## [Data listing]
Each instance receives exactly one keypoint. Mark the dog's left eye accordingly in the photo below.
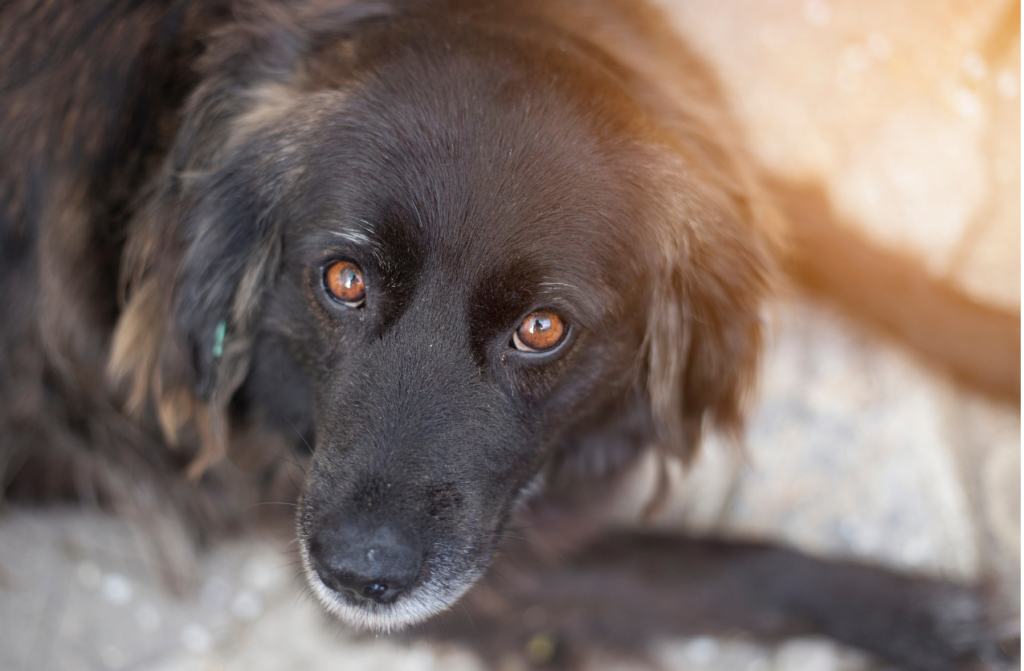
(541, 331)
(343, 280)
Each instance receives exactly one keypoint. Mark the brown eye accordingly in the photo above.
(344, 281)
(539, 332)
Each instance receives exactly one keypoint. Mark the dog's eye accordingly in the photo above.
(541, 331)
(344, 281)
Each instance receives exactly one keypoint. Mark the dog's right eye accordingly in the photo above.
(343, 281)
(541, 331)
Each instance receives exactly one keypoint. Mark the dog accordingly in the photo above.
(471, 261)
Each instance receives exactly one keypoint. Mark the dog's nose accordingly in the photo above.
(376, 564)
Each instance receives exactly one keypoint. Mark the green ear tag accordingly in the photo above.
(218, 338)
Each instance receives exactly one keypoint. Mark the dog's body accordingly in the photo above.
(181, 190)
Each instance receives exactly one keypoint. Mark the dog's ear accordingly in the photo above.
(205, 242)
(714, 264)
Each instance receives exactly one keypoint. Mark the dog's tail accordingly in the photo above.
(979, 344)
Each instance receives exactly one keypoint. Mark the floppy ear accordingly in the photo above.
(205, 245)
(716, 246)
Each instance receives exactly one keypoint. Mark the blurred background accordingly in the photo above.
(908, 111)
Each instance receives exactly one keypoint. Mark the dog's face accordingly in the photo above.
(445, 261)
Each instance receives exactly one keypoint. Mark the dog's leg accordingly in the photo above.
(625, 588)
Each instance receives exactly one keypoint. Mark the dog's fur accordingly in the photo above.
(169, 167)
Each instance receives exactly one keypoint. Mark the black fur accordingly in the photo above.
(477, 162)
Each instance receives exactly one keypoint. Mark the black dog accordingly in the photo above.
(479, 255)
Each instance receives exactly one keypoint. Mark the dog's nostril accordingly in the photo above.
(375, 590)
(376, 564)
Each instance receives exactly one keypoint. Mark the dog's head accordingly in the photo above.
(455, 255)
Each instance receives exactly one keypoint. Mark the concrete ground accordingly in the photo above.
(909, 112)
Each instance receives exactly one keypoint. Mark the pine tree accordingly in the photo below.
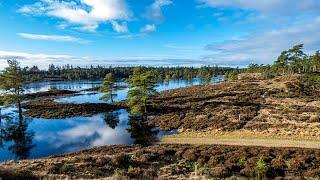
(12, 84)
(141, 90)
(281, 64)
(108, 87)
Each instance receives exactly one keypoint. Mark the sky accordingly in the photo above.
(155, 32)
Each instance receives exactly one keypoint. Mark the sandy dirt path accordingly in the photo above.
(242, 142)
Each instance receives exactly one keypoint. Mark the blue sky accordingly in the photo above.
(155, 32)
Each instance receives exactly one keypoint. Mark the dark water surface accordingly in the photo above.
(37, 137)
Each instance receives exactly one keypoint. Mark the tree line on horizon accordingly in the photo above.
(68, 72)
(291, 61)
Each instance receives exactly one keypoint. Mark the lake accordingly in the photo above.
(30, 138)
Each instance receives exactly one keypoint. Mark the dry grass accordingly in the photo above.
(242, 139)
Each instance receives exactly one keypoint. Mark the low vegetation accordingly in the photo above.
(177, 161)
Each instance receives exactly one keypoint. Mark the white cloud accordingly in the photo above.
(268, 6)
(128, 36)
(264, 47)
(43, 60)
(154, 11)
(148, 28)
(51, 37)
(87, 14)
(120, 28)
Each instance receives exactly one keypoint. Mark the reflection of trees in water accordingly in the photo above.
(142, 133)
(112, 119)
(1, 132)
(15, 130)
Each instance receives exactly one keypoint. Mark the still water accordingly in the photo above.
(37, 137)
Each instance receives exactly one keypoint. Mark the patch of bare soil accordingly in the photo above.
(174, 162)
(281, 106)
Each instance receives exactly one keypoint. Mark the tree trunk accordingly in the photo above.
(20, 111)
(111, 95)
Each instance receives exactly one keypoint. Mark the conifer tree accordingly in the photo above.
(108, 87)
(142, 89)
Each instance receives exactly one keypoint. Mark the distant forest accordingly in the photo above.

## [Given request]
Copy every item above word for word, omitting the pictures.

## [Full response]
Each instance receives exactly one keypoint. Mark the dog's left eye accordingly in the photo below.
(541, 331)
(343, 280)
Each instance receives exactly one keypoint. Mark the brown eye accordingly in the photo above.
(344, 281)
(539, 332)
Each instance receives exactly one keypoint. Mark the dog's eye accordingly in the photo above.
(541, 331)
(344, 281)
Each instance receives exactly one keypoint. Mark the dog's right eye accordingly in the photo above.
(343, 281)
(541, 331)
Each instance receives exactly one keypoint. Mark the dog accordingly in the photo above.
(471, 261)
Each instance receives exactly one keypoint. Mark the dog's nose accordingly in the photo above.
(376, 564)
Each instance receives exactly one keypoint. Mark the green ear tag accordingly in the photo above.
(218, 338)
Each instance receives exactly one keypoint. Mark the dog's body accordingly in the photo above.
(181, 190)
Each instance receives exactly one keypoint. Mark the dog's ear accordingly in the photo above.
(205, 242)
(714, 264)
Each instance receives exactly one keypoint. Mark the dog's tail accordingly in the photo above.
(979, 344)
Each instance receives exactly one keypoint. Mark the floppy ear accordingly in the photo above.
(205, 245)
(716, 246)
Each instance receives exactly one keypoint. Mark the blurred background accordingly in the photo above.
(908, 111)
Each instance receives exactly one keypoint. Mark the dog's face accordingly in the photo above.
(445, 261)
Each instance receives exactly one keypoint. Mark the dog's leg accordingly in the photo above.
(625, 588)
Each instance receives exactly one keypoint. Mark the dog's fur accordingly in the photo above.
(169, 167)
Each instance receives exactly one keypoint. Mark the black fur accordingly in the photo above.
(477, 162)
Each instance receives exactly one keypoint. Mark the black dog accordingly in the photo above.
(479, 255)
Each instance receives exactly one keypoint. Mark the dog's nostril accordingly in the photo above.
(375, 590)
(376, 564)
Each instance receives exactly one keypoint. Mark the dog's head accordingly in the photo above.
(455, 255)
Each instance receives exactly one keypoint. Mark the concrete ground accordingly in the photo above.
(909, 112)
Each instance receives exactly one keypoint. Mark the pine tree accordingly in the photo below.
(12, 84)
(141, 90)
(281, 64)
(108, 87)
Each instance receives exactly one keypoint. Mark the sky accordingly in the photo above.
(155, 32)
Each instance receives exactly one keypoint. Mark the sandy dirt path accordingly in the photo above.
(242, 142)
Each instance receives exactly one keypoint. Mark the blue sky accordingly in the photo above.
(155, 32)
Each instance receives exactly one keypoint. Mark the dark water surface accordingly in the photo above.
(37, 137)
Each instance receives exactly one keypoint. Mark the tree line on horizon accordingly in the photo above.
(68, 72)
(291, 61)
Each instance receives exactly one keypoint. Mark the lake accordingly in the photo above.
(30, 138)
Each instance receives exactly one keypoint. Mark the dry grass accordingly in the photo above.
(242, 139)
Each instance receives exactly one keypoint. Mark the low vegetation accordingly in the photo above.
(177, 161)
Each instance receives exactly one keypoint. Mark the white cloud accordingly in the photo above.
(268, 6)
(128, 36)
(264, 47)
(43, 60)
(154, 11)
(148, 28)
(51, 37)
(87, 14)
(120, 28)
Each instance receives exactly one keypoint. Mark the reflection of trees in water accordingly in the photo above.
(142, 133)
(112, 119)
(1, 132)
(15, 130)
Each instance receives exactly one keypoint. Mark the still water accordingly in the photo above.
(37, 137)
Each instance receives exactly one keypoint. Mark the patch of bare soil accordingly in the photo above.
(174, 162)
(281, 106)
Each instance receives exactly one keypoint. Mark the tree trunk accordingly in the photo above.
(20, 111)
(111, 95)
Each instance receives exactly one keypoint. Mark the conifer tree accordingly in the photo above.
(108, 87)
(142, 89)
Each instance receives exactly one keypoint. Mark the distant forest accordingly in the photo above.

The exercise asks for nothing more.